▶ **SET TASK**
Pull out every line of the items below that contains the string "flower", matching its case exactly.
..............................
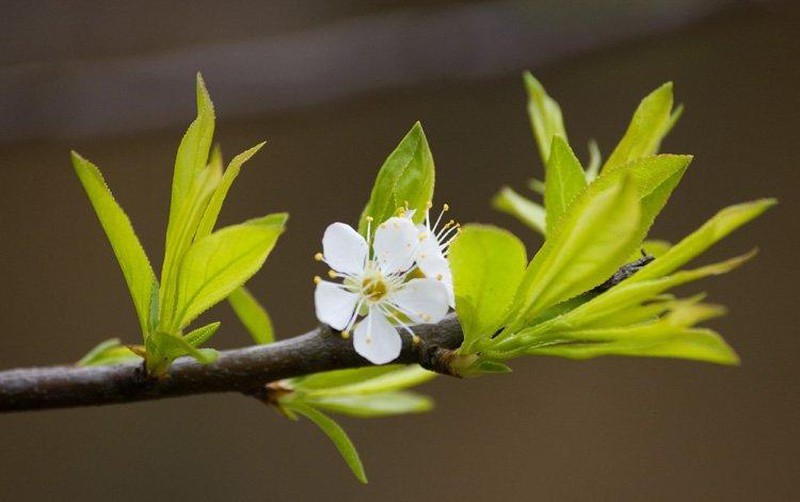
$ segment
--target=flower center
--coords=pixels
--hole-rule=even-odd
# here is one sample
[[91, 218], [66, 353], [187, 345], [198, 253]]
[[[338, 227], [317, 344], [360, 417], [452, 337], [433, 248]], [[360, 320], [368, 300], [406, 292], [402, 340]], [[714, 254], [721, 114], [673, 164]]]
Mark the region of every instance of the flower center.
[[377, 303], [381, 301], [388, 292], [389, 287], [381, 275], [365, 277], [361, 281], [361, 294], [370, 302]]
..............................
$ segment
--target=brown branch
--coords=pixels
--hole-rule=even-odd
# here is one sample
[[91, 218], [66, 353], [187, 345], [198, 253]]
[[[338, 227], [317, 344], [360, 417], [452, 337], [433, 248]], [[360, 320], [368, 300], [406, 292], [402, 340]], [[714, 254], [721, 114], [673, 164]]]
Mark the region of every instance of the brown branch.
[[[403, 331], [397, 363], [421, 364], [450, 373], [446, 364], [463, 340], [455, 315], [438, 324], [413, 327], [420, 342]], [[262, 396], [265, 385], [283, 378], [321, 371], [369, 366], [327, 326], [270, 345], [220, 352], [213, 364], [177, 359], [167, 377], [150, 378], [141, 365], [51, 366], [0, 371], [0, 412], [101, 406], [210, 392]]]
..............................
▶ **SOLUTION TO THE EXERCISE**
--target=flower center
Mark the region of every instance of the flower center.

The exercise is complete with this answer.